** SUPPLIED PASSAGE **
'''
Trailmark produces a graph like:

graph TD
    HR["handle_request"] -->|calls| AV["Auth.verify"]
    HR -->|calls| P["process"]
    HR -->|calls| D["deny"]
    AV -->|calls| CS["Auth._check_sig"]
    A["Auth"] -->|contains| AV
    A -->|contains| CS

    classDef fn fill:#007bff26,stroke:#007bff,color:#007bff
    classDef cls fill:#6f42c126,stroke:#6f42c1,color:#6f42c1

    class HR,P,D fn
    class A,AV,CS cls

Installation

The examples below track the current development branch. For the latest published package, install from PyPI. For the exact feature set described here, install from a checkout and run commands via uv run.

# Latest published release
uv pip install trailmark

# Current checkout / development branch
uv sync --all-groups

Requires Python ≥ 3.12.

Usage

# Report the installed version
trailmark --version     # or: trailmark -V
trailmark version       # subcommand form

# Full JSON graph (Python, the default)
trailmark analyze path/to/project

# Analyze a different language
trailmark analyze --language rust path/to/project
trailmark analyze --language javascript path/to/project

# Polyglot: auto-detect and merge every supported language found in the
# tree, or pass an explicit comma-separated list.
trailmark analyze --language auto path/to/project
trailmark analyze --language python,rust,solidity path/to/project

# Summary statistics
trailmark analyze --summary path/to/project

# Complexity hotspots (threshold >= 10)
'''
** AIM A **
According to the Trailmark guide, why would someone install from a checkout instead of from PyPI? Answer in one to three sentences.
** AIM B **
Go on with the Trailmark guide from the point where it stops.
The entries that come next have no connection to the Trailmark guide.

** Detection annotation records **
'''
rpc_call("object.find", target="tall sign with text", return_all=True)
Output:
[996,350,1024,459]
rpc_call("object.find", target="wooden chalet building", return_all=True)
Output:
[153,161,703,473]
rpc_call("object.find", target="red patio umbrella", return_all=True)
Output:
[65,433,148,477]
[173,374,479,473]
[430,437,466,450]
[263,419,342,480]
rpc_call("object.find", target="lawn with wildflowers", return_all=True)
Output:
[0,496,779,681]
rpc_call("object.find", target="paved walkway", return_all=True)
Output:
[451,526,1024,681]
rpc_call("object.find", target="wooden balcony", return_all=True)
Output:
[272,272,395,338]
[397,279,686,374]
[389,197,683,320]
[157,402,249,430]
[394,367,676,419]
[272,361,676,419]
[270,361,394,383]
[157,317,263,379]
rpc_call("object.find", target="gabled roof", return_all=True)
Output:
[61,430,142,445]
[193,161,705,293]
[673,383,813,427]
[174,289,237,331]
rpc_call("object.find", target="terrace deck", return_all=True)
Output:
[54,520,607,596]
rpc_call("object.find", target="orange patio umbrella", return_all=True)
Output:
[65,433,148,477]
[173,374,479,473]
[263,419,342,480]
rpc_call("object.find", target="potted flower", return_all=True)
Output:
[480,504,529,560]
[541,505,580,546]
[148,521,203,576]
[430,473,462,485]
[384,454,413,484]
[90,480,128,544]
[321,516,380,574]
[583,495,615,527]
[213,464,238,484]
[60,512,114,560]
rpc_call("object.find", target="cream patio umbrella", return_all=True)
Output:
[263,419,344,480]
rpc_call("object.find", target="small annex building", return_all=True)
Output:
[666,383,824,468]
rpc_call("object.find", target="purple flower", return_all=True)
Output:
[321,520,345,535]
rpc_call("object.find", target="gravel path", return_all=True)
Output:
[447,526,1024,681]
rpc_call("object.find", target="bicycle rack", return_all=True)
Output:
'''
** OUTPUT A **
The guide's examples follow the current development branch, so they describe features that may not yet be in the published package. Installing from a checkout and running commands through uv run gives you the exact feature set the guide describes. PyPI gives you only the latest published release.

** OUTPUT B **
trailmark analyze --complexity 10 path/to/project

# Augment the graph with external findings (SARIF from static analyzers,
# weAudit findings from the VS Code extension). Each --sarif / --weaudit
# flag is repeatable. Add --json to print the augmented graph.
trailmark augment --sarif results.sarif path/to/project
trailmark augment --weaudit findings.json path/to/project
trailmark augment --sarif a.sarif --sarif b.sarif --json path/to/project

# List detected entrypoints (attack surface). Uses heuristic detection
# (main() functions, pyproject.toml [project.scripts]) plus an optional
# override file at .trailmark/entrypoints.toml (see below).
trailmark entrypoints path/to/project
trailmark entrypoints --json path/to/project

# Structural diff between two code graphs. Accepts directory paths or
# git refs (branches, tags, commits). Surfaces added/removed nodes,
# call-edge changes, and — most usefully — attack-surface changes.
trailmark diff before/ after/
trailmark diff --repo . main HEAD          # compare git refs
trailmark diff --json before/ after/        # machine-readable output

Entrypoint detection

Trailmark automatically populates graph.entrypoints so attack_surface(), taint propagation, and privilege-boundary crossing have data to work with. Detection runs in four layers, each overriding the last:

  1. Generic main heuristic. Any function named main in any language. Tagged user_input / trusted_internal / low.
  2. Framework-aware scan. Decorator, attribute, and visibility patterns per language — see the table below.
  3. pyproject.toml [project.scripts]. Explicit CLI targets get an upgraded trust/asset classification.
  4. Repo-local override file. Hand-curated entrypoints in .trailmark/entrypoints.toml always win.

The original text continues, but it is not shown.